• **Provided information**:

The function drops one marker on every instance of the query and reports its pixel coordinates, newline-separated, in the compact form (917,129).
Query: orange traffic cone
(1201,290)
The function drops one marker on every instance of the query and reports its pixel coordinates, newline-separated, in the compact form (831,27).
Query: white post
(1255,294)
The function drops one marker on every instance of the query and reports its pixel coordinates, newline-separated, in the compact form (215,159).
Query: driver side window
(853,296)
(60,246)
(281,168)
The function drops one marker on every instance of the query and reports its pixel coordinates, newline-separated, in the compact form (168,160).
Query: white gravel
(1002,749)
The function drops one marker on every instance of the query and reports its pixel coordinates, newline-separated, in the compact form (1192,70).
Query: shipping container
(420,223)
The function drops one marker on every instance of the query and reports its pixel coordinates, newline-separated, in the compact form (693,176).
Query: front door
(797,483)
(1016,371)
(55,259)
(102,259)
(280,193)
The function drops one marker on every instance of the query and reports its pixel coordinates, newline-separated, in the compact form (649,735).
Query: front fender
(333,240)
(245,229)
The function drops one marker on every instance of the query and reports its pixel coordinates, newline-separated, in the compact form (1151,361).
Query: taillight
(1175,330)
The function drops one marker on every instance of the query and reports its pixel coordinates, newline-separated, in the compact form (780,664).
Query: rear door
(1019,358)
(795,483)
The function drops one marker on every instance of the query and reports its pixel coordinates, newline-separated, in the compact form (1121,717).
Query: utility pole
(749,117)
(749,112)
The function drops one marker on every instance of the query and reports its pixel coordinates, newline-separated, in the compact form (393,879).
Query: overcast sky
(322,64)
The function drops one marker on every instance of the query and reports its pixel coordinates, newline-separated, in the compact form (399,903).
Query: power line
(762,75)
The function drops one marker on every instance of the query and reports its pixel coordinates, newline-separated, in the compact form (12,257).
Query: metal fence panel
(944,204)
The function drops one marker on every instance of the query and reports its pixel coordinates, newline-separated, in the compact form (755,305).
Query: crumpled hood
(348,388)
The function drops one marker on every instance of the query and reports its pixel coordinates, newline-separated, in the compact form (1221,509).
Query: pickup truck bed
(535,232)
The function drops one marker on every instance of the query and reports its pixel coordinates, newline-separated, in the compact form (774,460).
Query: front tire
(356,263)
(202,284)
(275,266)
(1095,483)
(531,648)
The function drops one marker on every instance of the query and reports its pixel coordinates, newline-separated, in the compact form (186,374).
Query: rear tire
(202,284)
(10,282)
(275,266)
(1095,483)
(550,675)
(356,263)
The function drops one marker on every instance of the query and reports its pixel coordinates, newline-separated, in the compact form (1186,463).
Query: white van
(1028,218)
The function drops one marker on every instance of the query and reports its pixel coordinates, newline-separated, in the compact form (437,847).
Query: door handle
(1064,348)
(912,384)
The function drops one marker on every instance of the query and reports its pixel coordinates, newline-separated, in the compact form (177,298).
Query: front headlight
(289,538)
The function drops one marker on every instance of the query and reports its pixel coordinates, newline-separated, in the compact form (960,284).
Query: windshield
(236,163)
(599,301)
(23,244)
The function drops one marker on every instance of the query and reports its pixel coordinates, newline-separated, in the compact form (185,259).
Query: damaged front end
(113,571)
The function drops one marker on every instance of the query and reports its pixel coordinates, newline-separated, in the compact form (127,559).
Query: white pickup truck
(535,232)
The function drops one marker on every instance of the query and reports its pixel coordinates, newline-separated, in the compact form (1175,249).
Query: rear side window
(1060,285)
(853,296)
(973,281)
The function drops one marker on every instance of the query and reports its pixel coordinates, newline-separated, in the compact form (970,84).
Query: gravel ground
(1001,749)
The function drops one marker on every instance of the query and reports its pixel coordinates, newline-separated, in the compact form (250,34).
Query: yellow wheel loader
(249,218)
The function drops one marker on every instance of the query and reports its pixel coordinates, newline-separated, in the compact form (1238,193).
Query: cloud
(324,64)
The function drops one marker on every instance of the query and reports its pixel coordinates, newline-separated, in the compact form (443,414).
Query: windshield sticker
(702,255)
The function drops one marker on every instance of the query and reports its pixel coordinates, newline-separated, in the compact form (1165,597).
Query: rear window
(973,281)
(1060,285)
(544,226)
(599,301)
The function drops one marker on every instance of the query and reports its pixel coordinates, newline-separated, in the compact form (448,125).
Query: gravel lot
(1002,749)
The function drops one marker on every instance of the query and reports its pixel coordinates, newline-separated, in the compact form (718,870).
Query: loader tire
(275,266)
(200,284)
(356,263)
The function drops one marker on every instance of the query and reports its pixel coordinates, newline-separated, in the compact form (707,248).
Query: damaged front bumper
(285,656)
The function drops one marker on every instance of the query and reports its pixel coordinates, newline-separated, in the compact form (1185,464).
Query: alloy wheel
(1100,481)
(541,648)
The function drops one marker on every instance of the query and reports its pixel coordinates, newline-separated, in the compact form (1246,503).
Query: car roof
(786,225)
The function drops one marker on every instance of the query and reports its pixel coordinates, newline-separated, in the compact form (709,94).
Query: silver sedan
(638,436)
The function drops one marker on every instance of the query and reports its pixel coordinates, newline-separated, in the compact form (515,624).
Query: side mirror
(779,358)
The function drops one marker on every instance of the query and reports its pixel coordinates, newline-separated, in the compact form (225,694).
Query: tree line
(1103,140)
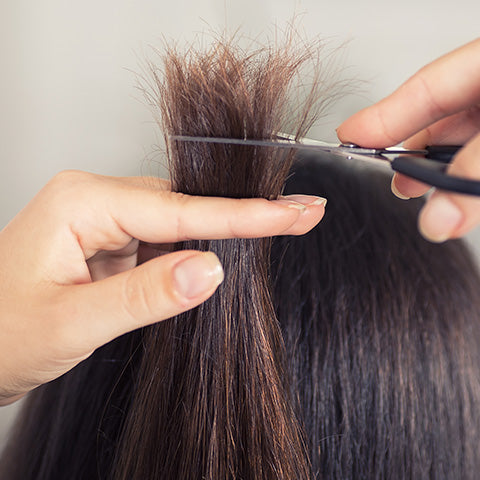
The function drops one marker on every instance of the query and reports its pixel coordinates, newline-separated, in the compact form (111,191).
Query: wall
(68,97)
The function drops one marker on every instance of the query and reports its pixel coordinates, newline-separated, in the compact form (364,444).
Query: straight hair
(349,353)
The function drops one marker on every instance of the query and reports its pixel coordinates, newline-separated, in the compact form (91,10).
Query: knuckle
(140,300)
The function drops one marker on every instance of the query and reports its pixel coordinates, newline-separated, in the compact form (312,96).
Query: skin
(70,280)
(439,105)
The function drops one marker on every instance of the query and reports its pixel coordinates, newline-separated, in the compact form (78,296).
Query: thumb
(156,290)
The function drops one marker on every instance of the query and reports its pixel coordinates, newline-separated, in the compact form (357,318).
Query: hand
(69,281)
(440,104)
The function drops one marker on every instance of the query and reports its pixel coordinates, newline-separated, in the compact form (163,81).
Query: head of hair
(352,357)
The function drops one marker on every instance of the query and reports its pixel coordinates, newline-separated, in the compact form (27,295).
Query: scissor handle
(442,153)
(433,172)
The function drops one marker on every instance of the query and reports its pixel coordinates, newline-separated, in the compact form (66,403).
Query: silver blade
(279,143)
(284,140)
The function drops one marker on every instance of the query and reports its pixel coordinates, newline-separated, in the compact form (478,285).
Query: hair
(351,352)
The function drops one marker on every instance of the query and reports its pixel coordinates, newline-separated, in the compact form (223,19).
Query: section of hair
(382,332)
(214,380)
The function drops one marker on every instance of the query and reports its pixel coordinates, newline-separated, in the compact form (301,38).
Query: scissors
(427,165)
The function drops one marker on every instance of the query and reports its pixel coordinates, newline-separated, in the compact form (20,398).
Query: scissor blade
(280,142)
(288,141)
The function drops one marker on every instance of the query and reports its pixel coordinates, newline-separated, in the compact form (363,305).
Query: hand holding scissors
(439,105)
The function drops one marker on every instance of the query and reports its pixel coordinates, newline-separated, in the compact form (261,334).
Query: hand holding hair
(69,280)
(439,105)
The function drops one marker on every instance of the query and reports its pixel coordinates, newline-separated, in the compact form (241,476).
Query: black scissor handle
(442,153)
(433,172)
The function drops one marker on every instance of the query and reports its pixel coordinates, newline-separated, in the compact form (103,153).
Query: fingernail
(197,275)
(396,192)
(301,201)
(439,219)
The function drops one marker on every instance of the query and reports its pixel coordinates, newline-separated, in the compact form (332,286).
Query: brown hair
(225,383)
(369,372)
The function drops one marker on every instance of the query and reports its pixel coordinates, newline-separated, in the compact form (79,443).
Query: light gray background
(67,96)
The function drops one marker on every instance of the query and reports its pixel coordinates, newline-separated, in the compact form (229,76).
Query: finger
(445,87)
(456,129)
(448,215)
(107,263)
(120,211)
(93,314)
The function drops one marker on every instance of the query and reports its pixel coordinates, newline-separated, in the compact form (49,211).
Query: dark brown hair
(362,366)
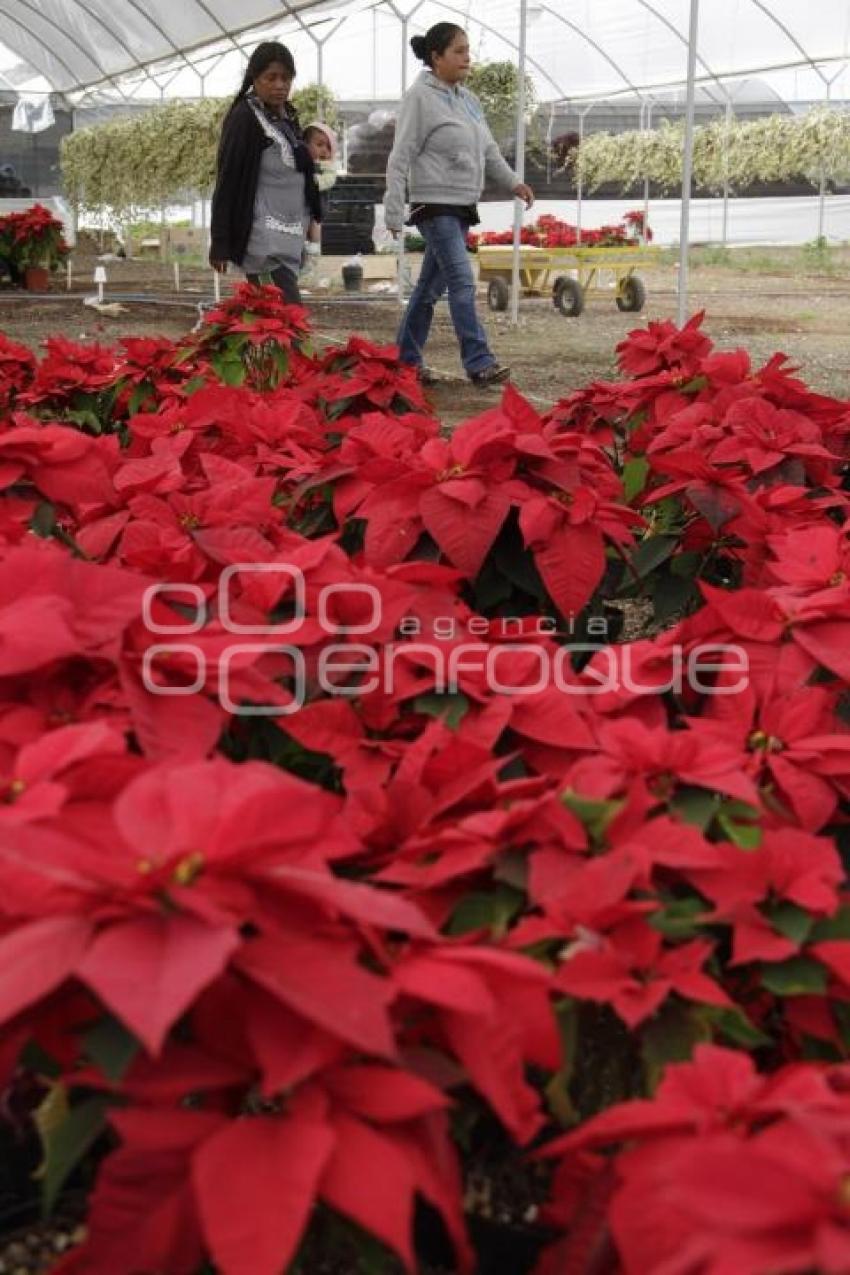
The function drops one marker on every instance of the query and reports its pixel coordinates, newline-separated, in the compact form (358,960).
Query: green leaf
(672,596)
(790,921)
(228,369)
(696,806)
(832,927)
(651,552)
(595,815)
(798,976)
(43,519)
(734,1025)
(491,909)
(451,708)
(557,1092)
(66,1134)
(110,1047)
(670,1035)
(635,472)
(747,837)
(679,918)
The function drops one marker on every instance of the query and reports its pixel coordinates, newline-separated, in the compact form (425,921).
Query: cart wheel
(498,295)
(567,297)
(632,295)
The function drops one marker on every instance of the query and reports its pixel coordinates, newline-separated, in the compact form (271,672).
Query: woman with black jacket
(265,188)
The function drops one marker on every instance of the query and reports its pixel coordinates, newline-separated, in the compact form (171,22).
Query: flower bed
(548,231)
(360,890)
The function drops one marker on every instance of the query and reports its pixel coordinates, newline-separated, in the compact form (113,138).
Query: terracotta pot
(36,278)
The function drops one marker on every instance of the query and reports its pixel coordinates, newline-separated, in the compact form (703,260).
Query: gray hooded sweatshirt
(442,149)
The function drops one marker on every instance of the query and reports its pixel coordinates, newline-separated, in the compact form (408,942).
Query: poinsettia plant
(363,898)
(33,237)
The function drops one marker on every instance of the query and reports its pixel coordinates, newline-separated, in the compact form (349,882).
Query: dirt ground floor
(763,305)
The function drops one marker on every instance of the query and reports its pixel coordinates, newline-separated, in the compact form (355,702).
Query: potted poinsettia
(36,245)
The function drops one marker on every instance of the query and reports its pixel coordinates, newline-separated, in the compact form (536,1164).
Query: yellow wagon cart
(570,274)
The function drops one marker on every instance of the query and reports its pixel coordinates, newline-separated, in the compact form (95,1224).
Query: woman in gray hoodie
(441,156)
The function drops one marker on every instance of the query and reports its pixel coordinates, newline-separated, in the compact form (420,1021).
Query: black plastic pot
(353,278)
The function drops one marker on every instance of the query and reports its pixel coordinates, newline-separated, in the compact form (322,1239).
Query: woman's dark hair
(269,51)
(436,40)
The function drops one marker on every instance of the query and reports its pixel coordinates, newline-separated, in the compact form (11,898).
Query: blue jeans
(445,267)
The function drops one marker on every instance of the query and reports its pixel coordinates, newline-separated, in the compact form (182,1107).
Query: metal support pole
(646,181)
(725,175)
(687,163)
(580,185)
(519,207)
(822,182)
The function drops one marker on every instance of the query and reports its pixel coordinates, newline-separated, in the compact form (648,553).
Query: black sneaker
(492,375)
(424,375)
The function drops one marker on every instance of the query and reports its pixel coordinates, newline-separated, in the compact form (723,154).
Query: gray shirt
(280,213)
(442,147)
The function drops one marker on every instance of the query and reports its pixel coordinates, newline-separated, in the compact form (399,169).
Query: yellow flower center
(762,742)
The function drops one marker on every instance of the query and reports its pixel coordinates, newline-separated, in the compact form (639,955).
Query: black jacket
(238,168)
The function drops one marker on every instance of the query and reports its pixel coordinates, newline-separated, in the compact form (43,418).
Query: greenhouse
(424,612)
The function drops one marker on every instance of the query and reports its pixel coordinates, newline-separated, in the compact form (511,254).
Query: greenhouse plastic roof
(576,49)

• **What you are asked to do**: Starting with the line that contains "compact form (43,418)." and going on through the end of the data, convert the lines into a Markdown table with the columns Row and Text. Give each line its row number and leave out any blank lines.

• **Completed exercise**:
| Row | Text |
|---|---|
| 1 | The function drops one marker on every instance of the query and reports its pixel coordinates, newline-separated, in the compact form (43,418). |
| 2 | Query: greenhouse |
| 3 | (424,612) |
| 4 | The function drops one marker on every instance of the query and reports its pixel coordinates, newline-separated, in the compact form (511,254). |
| 5 | Query: greenhouse plastic roof |
| 6 | (576,49) |